*Dokument:*
# # #

Die Verfahrensparteien traten den Quellen und deren Kernaussagen im Beschwerdeverfahren auch nicht entgegen.

3. Rechtliche Beurteilung:

Zu A)

3.1. Zum Status des Asylberechtigten (Spruchpunkt I. des angefochtenen Bescheids):

Gemäß § 3 Abs. 1 AsylG ist einem Fremden, der einen Antrag auf internationalen Schutz gestellt hat, soweit dieser Antrag nicht wegen Drittstaatsicherheit oder Zuständigkeit eines anderen Staates zurückzuweisen ist, der Status des Asylberechtigten zuzuerkennen, wenn glaubhaft ist, dass ihm im Herkunftsstaat Verfolgung im Sinne des Art. 1, Abschnitt A, Z. 2 der Genfer Flüchtlingskonvention droht und keiner der in Art. 1 Abschnitt C oder F der Genfer Flüchtlingskonvention genannten Endigungs- oder Ausschlussgründe vorliegt.

Nach Art. 1 Abschnitt A Nr. 2 der Genfer Konvention findet der Ausdruck "Flüchtling" auf jede Person Anwendung, die "aus der begründeten Furcht vor Verfolgung wegen ihrer Rasse, Religion, Nationalität, Zugehörigkeit zu einer bestimmten sozialen Gruppe oder wegen ihrer politischen Überzeugung sich außerhalb des Landes befindet, dessen Staatsangehörigkeit sie besitzt, und den Schutz dieses Landes nicht in Anspruch nehmen kann oder wegen dieser Befürchtungen nicht in Anspruch nehmen will; oder wer staatenlos ist, sich infolge obiger Umstände außerhalb des Landes seines gewöhnlichen Aufenthaltes befindet und nicht in der Lage oder im Hinblick auf diese Furcht nicht gewillt ist, in dieses Land zurückzukehren".

# # #

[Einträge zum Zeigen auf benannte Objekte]
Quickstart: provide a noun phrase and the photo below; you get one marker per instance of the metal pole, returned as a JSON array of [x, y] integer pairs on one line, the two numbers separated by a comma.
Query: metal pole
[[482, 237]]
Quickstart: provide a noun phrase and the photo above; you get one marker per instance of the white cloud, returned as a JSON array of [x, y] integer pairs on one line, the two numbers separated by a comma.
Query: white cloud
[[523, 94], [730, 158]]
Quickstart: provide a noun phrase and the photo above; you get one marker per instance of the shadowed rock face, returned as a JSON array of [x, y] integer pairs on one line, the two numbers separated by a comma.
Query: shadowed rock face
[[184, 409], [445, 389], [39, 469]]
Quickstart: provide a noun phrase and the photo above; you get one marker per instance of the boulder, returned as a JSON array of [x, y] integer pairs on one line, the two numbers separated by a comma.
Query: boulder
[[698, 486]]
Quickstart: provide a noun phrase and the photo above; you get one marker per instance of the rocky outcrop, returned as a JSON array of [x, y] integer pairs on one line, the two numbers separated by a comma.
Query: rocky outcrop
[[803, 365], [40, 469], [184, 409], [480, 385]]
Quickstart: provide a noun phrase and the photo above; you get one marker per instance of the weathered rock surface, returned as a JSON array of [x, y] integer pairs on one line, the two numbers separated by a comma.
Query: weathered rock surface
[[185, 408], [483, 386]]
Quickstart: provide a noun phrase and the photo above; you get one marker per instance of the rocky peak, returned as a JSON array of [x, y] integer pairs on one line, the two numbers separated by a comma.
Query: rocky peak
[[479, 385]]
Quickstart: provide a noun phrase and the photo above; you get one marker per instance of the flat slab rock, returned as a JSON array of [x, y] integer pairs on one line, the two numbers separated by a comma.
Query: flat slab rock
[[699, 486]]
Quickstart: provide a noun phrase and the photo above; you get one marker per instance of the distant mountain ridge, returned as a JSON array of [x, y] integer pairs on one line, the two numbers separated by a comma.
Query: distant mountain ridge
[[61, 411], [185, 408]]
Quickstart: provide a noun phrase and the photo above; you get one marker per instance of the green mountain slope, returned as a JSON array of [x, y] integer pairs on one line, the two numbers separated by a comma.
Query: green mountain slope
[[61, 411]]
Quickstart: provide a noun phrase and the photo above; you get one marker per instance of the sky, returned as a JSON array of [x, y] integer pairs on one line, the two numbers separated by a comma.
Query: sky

# # #

*Ziel 1:*
Erkläre anhand des Auszugs zur Asylentscheidung, unter welchen Voraussetzungen einem Fremden nach § 3 Abs. 1 AsylG der Status des Asylberechtigten zuzuerkennen ist.
*Ziel 2:*
Setze den Auszug zur Asylentscheidung im Anschluss an seinen letzten Satz fort.

*Endergebnis 1:*
Einem Fremden, der einen Antrag auf internationalen Schutz gestellt hat, ist der Status des Asylberechtigten zuzuerkennen, wenn glaubhaft ist, dass ihm im Herkunftsstaat Verfolgung im Sinne des Art. 1 Abschnitt A Z. 2 der Genfer Flüchtlingskonvention droht und keiner der in Art. 1 Abschnitt C oder F genannten Endigungs- oder Ausschlussgründe vorliegt. Das gilt nur, soweit der Antrag nicht wegen Drittstaatsicherheit oder Zuständigkeit eines anderen Staates zurückzuweisen ist.

*Endergebnis 2:*
Die Beschwerdeführerin hatte erklärt, Opfer von Menschenhandel zu sein. Unter "Menschenhandel" ist im Sinne des Art. 2 Abs. 1 S. 2 der Richtlinie 2011/36/EU (Verhütung und Bekämpfung des Menschenhandels) "die Anwerbung, Beförderung, Verbringung, Beherbergung oder Aufnahme von Personen, einschließlich der Übergabe oder Übernahme der Kontrolle über diese Personen, durch die Androhung oder Anwendung von Gewalt oder anderer Formen der Nötigung, durch Entführung, Betrug, Täuschung, Missbrauch von Macht oder Ausnutzung besonderer Schutzbedürftigkeit oder durch Gewährung oder Entgegennahme von Zahlungen oder Vorteilen zur Erlangung des Einverständnisses einer Person, die die Kontrolle über die andere Person hat, zum Zwecke der Ausbeutung" zu verstehen.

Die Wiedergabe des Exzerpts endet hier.